— START OF TEXT —

Announcement

Collapse
No announcement yet.
X
  • Filter
  • Time
  • Show
Clear All
new posts

  • How to reorganize my raw dataset into the following form: each row is an observation and each column is a variable? Thanks!

    Hi, guys, I'm a new stata user, and I got the following raw data, which documents the brand choice for different teams in different neighborhoods as well as the expenditure on environmental education in each neighborhood. In the following illustrative table, the brand column documents brand choice, team column documents team name, loc_id column documents neighborhood id, and loc_edu documents education expenditure:

    brand team loc_id loc_edu
    A team1 n1 13.1
    B team1 n1 13.1
    A team1 n2 9.7
    B team1 n2 9.7
    X team2 n1 13.1
    Y team2 n1 13.1
    X team2 n3 5
    B team1 n4 6.2
    Y team2 n4 6.2

    team1 could choose brand A and B, only brand A, only brand B or none. team 2 could choose brand X and Y, only brand X, only brand Y or none.
    I want to reorganize my data in the following way:

    loc_id choice_team1 choice_team2 loc_edu
    n1 1 1 13.1
    n2 1 0 9.7
    n3 0 2 5
    n4 3 3 6.2

    In the new table each row corresponds to a loc_id (an observation) and each column corresponds to a variable. team1's choice equals 1 if both A and B are purchased, and equals 2 if only A is purchased, and equals 3 if only B is purchased and equals 0 if none is purchased. team2' choice equals 1 if both X and Y are purchased, equals 2 if only X is purchased, equals 3 if only Y is purchased and equals 0 if none is purchased.

    What's the stata codes that could achieve this? Thanks!




  • #2
    Some people charge hundreds of USD, or the equivalent, for this kind of thing!


    Code:
     
    * Example generated by -dataex-. For more info, type help dataex
    clear
    input str1 brand str5 team str2 loc_id float loc_edu
    "A" "team1" "n1" 13.1
    "B" "team1" "n1" 13.1
    "A" "team1" "n2"  9.7
    "B" "team1" "n2"  9.7
    "X" "team2" "n1" 13.1
    "Y" "team2" "n1" 13.1
    "X" "team2" "n3"    5
    "B" "team1" "n4"  6.2
    "Y" "team2" "n4"  6.2
    end
    
    fillin loc_id team 
    bysort loc_id (loc_edu) : replace loc_edu = loc_edu[1]
    
    gen choice = 0 
    bysort loc_id team (brand): replace choice = 1 if inlist(brand[1], "A", "X") & inlist(brand[2], "B", "Y")

— END OF TEXT —

GIVEN INSTRUCTION 1:
Copy only the entries from the line with "Exercise. Point out the shirt" through the line with "[(356, 30), (82, 59)]", requests included, and raise every coordinate in their answers by 68. Leave the requests and their sample coordinates as they are.

— START OF RECORDS TO PROCESS —

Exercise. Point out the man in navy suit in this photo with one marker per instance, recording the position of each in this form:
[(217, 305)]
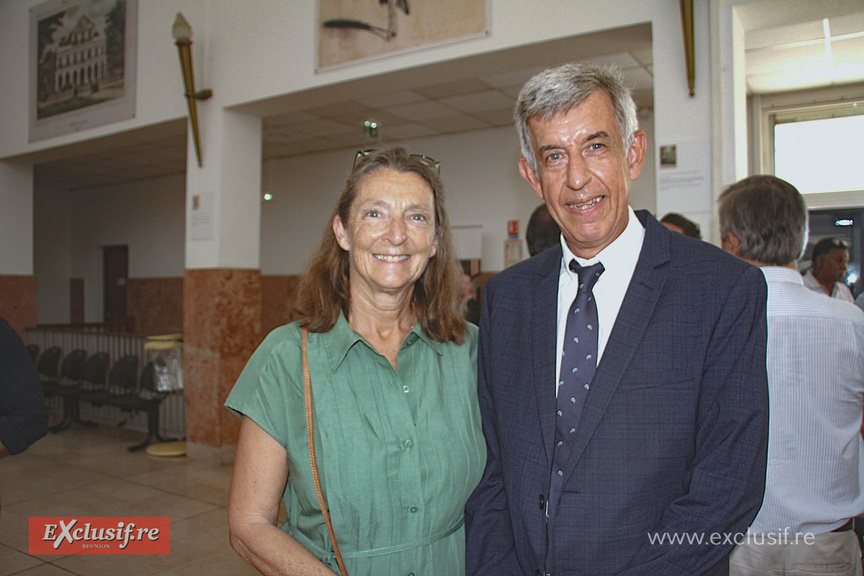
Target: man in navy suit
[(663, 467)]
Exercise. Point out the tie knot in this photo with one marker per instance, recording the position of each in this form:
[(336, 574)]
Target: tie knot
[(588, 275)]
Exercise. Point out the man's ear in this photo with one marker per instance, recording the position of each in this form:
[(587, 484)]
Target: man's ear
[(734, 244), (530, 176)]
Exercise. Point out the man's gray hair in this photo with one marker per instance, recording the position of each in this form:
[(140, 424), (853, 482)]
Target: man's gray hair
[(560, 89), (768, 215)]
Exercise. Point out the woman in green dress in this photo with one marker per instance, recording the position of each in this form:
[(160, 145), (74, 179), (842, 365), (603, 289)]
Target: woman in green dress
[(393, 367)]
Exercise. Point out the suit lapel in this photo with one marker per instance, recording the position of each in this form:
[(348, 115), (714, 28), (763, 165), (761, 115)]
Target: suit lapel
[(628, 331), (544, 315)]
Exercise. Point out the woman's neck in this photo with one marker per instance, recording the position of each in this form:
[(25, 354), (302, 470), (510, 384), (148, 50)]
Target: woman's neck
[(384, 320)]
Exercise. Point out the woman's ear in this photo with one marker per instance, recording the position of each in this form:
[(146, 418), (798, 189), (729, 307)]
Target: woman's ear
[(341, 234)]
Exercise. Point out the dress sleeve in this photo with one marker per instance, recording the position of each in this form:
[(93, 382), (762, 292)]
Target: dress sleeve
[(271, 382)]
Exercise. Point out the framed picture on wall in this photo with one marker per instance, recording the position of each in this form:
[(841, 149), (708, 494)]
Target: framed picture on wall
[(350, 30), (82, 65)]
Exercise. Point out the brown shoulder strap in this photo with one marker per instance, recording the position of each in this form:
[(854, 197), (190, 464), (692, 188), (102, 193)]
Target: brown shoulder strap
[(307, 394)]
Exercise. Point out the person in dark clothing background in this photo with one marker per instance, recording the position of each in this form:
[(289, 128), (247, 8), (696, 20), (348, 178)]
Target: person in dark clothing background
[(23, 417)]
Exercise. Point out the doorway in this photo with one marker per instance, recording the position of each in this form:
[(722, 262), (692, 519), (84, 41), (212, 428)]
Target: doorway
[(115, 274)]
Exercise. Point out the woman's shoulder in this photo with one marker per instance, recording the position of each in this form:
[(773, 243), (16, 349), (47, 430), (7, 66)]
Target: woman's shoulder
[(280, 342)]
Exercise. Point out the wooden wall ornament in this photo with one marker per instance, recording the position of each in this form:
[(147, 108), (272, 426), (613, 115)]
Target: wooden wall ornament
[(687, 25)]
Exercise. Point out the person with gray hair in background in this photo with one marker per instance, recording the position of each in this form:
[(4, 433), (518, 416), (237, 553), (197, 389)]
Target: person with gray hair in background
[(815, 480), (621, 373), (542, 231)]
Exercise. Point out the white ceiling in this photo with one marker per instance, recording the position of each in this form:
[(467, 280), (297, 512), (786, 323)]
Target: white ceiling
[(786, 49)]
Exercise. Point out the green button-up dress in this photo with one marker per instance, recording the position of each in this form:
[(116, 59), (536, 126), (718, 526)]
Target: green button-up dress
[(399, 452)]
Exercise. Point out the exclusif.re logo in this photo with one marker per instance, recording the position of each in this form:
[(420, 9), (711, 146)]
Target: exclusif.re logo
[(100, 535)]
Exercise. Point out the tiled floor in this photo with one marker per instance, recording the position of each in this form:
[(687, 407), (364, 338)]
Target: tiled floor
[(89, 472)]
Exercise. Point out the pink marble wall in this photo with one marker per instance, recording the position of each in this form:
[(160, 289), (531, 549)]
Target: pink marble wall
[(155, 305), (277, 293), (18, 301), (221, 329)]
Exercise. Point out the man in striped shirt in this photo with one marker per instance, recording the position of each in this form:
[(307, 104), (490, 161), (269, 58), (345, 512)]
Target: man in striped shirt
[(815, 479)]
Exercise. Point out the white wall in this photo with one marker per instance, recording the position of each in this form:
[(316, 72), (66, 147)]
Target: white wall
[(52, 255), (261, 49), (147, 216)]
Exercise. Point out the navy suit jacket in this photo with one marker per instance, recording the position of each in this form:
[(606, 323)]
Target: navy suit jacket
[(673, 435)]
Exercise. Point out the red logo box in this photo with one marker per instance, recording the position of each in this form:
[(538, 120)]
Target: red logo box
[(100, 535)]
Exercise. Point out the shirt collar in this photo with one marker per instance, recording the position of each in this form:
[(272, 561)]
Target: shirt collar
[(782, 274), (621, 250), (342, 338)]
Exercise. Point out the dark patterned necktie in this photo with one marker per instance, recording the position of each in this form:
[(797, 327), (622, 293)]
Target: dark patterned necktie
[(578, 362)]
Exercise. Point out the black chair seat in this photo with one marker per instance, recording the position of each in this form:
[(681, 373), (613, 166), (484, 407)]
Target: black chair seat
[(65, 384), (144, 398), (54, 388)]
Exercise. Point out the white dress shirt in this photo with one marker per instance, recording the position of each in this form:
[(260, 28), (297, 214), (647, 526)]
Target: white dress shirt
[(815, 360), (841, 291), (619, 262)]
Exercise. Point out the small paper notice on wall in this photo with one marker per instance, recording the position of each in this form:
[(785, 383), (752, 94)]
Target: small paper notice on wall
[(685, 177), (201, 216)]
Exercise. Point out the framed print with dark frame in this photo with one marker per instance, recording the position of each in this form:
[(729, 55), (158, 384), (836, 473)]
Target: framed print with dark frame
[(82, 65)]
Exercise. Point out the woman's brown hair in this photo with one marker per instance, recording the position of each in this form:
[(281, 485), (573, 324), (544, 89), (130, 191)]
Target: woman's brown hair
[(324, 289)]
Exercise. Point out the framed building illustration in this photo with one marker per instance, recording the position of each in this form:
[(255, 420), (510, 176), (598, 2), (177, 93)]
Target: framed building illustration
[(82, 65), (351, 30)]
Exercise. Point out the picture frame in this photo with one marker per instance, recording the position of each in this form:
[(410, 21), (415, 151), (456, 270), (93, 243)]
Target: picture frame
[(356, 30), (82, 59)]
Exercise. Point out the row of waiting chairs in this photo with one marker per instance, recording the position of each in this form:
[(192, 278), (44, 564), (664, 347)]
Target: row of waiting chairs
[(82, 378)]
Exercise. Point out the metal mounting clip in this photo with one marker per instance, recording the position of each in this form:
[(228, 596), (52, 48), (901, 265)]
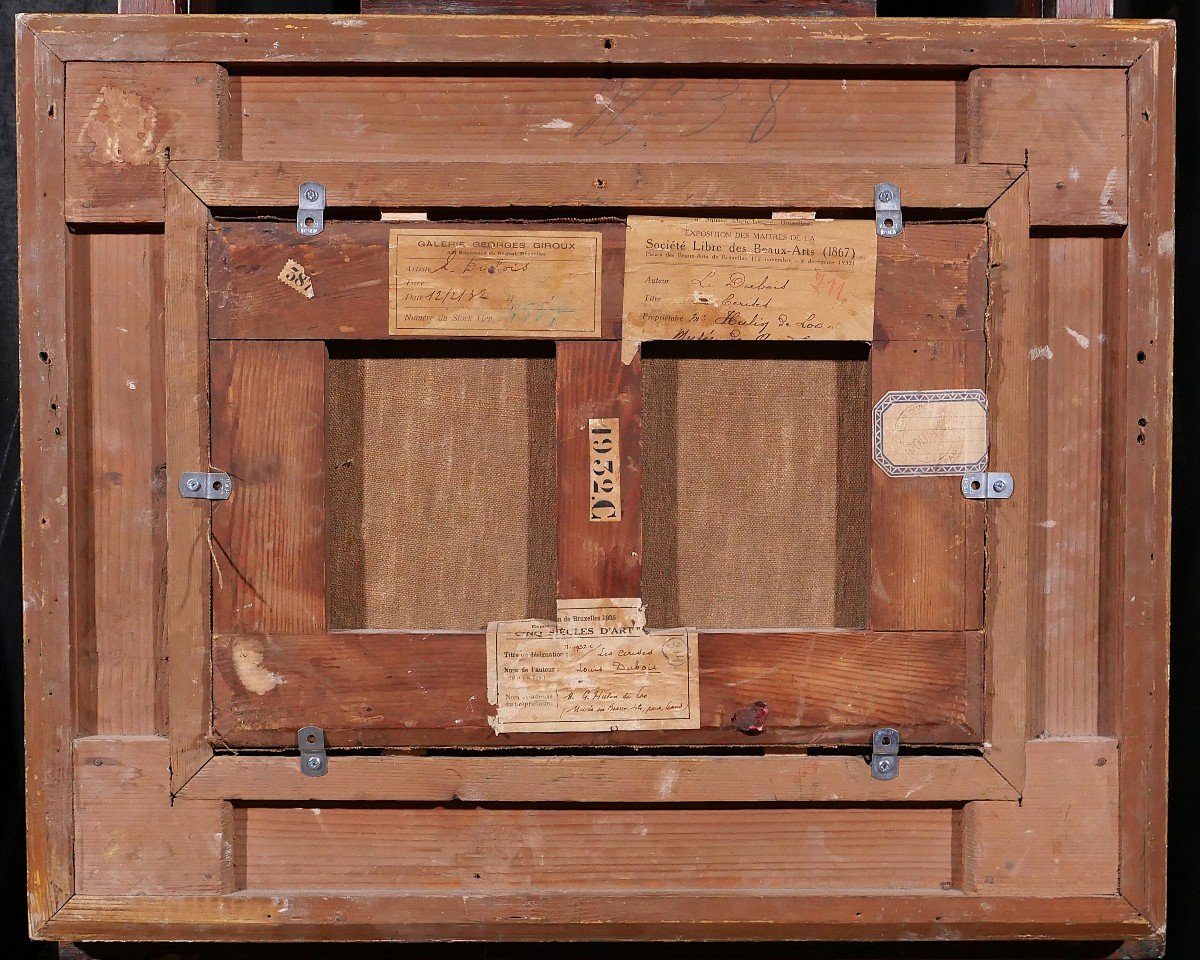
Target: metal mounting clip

— END OF RECORDS TO PROCESS —

GIVEN INSTRUCTION 2:
In the forum thread on reorganizing the Stata dataset, what value does team1's choice take when only brand B is purchased?

WRITTEN ANSWER 1:
Exercise. Point out the shirt collar in this photo with one marker per instance, recording the position of each in this form:
[(272, 561)]
Target: shirt collar
[(850, 342), (689, 318), (410, 406)]
Exercise. Point out the dark patterned necktie in this photo with one marker per instance, recording the position of each in this form:
[(797, 327), (622, 293)]
Target: dark patterned necktie
[(646, 430)]
Exercise. Point out the black chair seat in this photo with one marker per instance, recording the position of each in this form:
[(681, 373), (613, 166), (484, 407)]
Target: black chair seat
[(133, 452), (212, 466), (122, 456)]
Exercise. Point out the white dress shirt in this photo with one marker per instance, recording the position of each in this form:
[(260, 28), (297, 214), (647, 526)]
Target: white dress shirt
[(883, 428), (909, 359), (687, 330)]
Exercise. Point out the small paper notice on wall in this photo with one marker per instance, recording the position of each in this form:
[(785, 383), (752, 94)]
Target: small paper notice on wall
[(753, 245), (269, 284)]
Exercise. Point out the framed print with dark frame in this photo with one marker per instance, recording the position of each in this form:
[(729, 55), (158, 384), (836, 473)]
Target: framed print with dark frame
[(150, 133)]
Exercise. Point out the woman's brown hair in this photo with one marker per instance, recording the position of each in this form:
[(281, 485), (573, 324), (544, 89), (130, 191)]
Target: woman's brown hair
[(392, 357)]
Exercise. Point out the framed building illustration in this photo with one marker per instance, recording the position of each in this form:
[(255, 420), (510, 176), (598, 2), (177, 93)]
Target: framed building illustration
[(150, 133), (419, 98)]
Exercise. Point out the picture frame in this photo with one marker per instance, recording the position of each in this form:
[(410, 21), (415, 151), (456, 270), (93, 243)]
Target: picture frame
[(424, 98), (150, 127)]

WRITTEN ANSWER 2:
It equals 3.